WRITTEN INSTRUCTION
Please turn the lines of the listing below, starting with the line that contains "Point out the handlebar" and going on through the line that contains "[(346, 193), (301, 184), (268, 182)]", into a JSON list of strings with one string per line. Leave out blank lines and any lines outside that span.

begin RECORDS SHOWN

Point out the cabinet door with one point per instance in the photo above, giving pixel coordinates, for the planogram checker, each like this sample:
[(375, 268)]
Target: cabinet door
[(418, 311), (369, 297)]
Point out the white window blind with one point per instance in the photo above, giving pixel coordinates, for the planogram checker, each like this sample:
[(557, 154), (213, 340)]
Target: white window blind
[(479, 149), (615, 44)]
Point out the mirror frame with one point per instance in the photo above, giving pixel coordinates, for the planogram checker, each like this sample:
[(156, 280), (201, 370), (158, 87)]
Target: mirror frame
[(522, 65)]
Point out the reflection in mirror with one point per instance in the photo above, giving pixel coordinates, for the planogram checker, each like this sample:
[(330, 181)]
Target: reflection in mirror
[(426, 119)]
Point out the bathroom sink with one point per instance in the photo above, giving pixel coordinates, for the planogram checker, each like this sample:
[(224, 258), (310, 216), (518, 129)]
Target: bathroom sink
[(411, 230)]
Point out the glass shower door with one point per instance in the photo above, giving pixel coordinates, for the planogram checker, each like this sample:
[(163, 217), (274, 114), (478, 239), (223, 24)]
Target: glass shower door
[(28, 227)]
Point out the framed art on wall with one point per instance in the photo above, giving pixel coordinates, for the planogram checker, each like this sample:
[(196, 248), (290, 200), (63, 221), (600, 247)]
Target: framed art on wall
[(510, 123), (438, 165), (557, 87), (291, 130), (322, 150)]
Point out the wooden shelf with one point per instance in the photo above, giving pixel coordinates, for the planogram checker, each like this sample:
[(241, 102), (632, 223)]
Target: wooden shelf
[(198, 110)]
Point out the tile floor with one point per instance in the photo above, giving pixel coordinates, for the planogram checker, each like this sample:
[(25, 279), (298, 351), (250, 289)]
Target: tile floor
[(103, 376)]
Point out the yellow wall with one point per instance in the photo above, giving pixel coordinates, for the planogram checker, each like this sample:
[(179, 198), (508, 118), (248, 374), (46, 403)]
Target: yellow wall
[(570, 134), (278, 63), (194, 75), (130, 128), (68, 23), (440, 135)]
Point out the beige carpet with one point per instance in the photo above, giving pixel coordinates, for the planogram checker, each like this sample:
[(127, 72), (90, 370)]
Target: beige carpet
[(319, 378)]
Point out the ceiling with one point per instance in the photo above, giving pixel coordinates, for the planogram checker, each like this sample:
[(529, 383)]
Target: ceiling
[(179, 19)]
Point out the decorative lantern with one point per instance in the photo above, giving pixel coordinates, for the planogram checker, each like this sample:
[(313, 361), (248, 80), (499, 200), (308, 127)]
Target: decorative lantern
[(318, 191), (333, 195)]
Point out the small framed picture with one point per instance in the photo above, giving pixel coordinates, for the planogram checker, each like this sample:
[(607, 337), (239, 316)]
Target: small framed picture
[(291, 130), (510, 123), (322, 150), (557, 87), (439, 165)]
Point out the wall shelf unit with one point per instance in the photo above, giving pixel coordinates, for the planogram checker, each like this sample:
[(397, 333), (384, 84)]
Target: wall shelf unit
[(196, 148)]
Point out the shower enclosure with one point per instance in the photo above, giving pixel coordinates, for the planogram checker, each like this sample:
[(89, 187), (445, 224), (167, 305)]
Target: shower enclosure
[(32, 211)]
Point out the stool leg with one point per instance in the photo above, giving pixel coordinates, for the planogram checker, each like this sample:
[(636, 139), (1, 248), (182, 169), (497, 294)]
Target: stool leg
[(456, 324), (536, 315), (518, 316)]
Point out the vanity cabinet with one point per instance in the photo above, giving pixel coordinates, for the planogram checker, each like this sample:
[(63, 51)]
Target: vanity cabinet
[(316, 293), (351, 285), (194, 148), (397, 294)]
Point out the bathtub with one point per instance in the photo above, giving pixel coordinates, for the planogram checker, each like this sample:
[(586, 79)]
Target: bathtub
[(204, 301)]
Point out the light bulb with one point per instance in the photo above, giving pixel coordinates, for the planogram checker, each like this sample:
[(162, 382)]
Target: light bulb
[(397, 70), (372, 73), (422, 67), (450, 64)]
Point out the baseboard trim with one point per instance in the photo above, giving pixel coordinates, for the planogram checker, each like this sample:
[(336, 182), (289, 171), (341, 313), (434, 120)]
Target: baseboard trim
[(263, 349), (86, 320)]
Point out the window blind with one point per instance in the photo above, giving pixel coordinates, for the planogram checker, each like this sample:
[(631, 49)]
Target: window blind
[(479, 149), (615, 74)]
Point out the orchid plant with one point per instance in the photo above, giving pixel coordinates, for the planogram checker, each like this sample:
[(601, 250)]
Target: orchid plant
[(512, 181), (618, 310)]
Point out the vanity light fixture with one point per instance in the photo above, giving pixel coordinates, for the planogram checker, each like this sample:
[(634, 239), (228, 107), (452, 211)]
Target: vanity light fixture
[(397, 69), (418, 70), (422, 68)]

end RECORDS SHOWN
begin RECORDS SHOWN

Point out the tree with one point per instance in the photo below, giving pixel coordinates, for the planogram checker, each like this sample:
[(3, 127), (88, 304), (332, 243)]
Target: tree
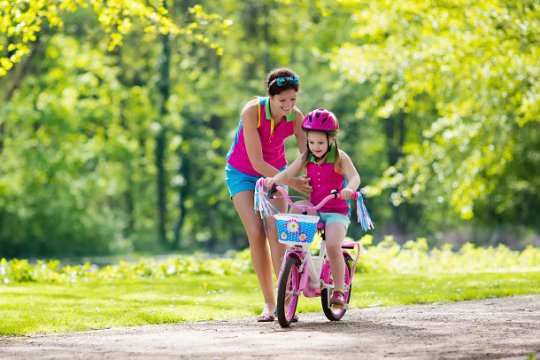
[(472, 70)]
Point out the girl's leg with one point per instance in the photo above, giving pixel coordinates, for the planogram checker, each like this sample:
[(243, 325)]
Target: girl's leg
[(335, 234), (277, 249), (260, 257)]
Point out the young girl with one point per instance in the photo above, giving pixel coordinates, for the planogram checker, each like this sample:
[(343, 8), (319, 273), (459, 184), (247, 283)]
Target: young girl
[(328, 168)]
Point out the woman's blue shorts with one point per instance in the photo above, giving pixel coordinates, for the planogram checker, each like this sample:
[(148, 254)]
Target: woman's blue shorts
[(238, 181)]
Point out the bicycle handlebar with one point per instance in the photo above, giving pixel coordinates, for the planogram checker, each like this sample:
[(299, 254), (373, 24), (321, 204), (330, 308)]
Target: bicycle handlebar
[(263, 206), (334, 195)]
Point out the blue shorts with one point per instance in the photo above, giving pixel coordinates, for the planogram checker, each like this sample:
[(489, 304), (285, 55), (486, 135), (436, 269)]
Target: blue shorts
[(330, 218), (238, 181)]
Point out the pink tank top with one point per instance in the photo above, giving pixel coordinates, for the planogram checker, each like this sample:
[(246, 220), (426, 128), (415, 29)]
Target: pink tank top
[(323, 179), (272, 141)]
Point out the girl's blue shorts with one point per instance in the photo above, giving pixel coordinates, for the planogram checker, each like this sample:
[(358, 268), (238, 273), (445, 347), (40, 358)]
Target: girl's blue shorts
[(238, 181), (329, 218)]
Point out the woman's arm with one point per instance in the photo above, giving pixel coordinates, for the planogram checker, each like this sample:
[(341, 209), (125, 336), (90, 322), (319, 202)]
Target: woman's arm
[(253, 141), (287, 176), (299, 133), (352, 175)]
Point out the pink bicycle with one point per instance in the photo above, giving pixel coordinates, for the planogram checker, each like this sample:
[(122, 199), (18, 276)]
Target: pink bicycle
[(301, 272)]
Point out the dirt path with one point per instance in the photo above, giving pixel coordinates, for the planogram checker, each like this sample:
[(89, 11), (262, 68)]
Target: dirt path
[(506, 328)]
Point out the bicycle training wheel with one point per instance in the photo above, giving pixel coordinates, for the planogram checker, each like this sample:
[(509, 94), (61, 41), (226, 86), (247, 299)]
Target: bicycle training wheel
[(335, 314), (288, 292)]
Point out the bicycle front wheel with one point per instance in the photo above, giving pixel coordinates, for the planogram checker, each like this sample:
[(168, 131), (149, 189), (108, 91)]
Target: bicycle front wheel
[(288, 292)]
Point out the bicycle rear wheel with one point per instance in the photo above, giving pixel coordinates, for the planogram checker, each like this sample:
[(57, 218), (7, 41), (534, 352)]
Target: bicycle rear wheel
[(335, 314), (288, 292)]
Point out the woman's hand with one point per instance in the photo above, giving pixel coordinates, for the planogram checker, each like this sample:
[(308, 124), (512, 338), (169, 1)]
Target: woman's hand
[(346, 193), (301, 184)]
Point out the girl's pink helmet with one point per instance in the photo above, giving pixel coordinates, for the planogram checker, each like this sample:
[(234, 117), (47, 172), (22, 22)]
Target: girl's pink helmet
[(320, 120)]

end RECORDS SHOWN
begin RECORDS SHOWN

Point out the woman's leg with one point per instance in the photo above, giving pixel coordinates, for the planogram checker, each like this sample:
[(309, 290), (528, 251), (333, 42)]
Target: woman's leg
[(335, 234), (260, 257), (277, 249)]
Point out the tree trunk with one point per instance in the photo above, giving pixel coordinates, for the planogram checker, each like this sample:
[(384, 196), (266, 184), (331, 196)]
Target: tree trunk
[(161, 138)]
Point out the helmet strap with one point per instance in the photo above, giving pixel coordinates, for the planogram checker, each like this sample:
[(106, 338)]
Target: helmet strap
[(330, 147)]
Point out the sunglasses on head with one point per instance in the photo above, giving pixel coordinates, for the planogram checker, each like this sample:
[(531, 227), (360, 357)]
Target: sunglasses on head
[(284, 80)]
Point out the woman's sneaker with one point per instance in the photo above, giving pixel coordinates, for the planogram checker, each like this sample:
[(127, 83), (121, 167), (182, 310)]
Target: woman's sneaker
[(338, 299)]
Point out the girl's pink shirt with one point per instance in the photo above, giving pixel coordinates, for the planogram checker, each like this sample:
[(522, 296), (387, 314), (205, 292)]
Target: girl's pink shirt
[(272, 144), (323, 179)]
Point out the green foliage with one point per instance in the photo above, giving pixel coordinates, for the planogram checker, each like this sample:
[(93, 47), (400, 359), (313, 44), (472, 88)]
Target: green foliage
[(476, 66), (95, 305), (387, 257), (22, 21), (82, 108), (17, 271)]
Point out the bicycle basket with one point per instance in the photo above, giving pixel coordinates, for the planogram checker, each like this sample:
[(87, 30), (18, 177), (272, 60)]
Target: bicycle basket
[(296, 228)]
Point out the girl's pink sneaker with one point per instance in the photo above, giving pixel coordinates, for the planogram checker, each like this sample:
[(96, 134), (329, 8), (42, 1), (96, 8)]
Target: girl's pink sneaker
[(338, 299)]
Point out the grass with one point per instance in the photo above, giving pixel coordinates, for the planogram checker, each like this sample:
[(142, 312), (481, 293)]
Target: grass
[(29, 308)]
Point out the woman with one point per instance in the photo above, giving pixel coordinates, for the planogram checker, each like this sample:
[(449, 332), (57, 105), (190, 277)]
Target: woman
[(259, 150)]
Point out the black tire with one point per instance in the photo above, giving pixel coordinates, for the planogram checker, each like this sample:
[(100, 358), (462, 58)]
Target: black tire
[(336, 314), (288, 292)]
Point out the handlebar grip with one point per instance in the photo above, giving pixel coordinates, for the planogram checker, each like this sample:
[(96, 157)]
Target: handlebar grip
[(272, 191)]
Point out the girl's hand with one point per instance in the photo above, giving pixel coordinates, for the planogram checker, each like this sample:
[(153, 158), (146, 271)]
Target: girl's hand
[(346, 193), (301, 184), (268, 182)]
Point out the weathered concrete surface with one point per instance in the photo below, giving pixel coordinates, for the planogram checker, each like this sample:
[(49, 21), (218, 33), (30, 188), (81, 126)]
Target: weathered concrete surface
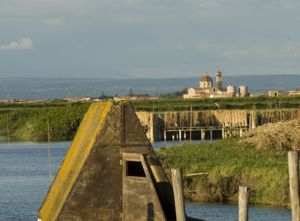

end RECORDS SHOWN

COMPLETED TASK
[
  "Point out the handlebar grip with one point per instance in the photo above, giving pixel coordinates, for the planogram checker, each like this sample:",
  "[(96, 157)]",
  "Target: handlebar grip",
  "[(272, 191)]",
  "Point out the girl's hand with one point per instance in the photo above, giving pixel coordinates, for the planogram checker, each like this sample:",
  "[(153, 158), (146, 271)]",
  "Target: girl's hand",
  "[(346, 193), (301, 184), (268, 182)]"
]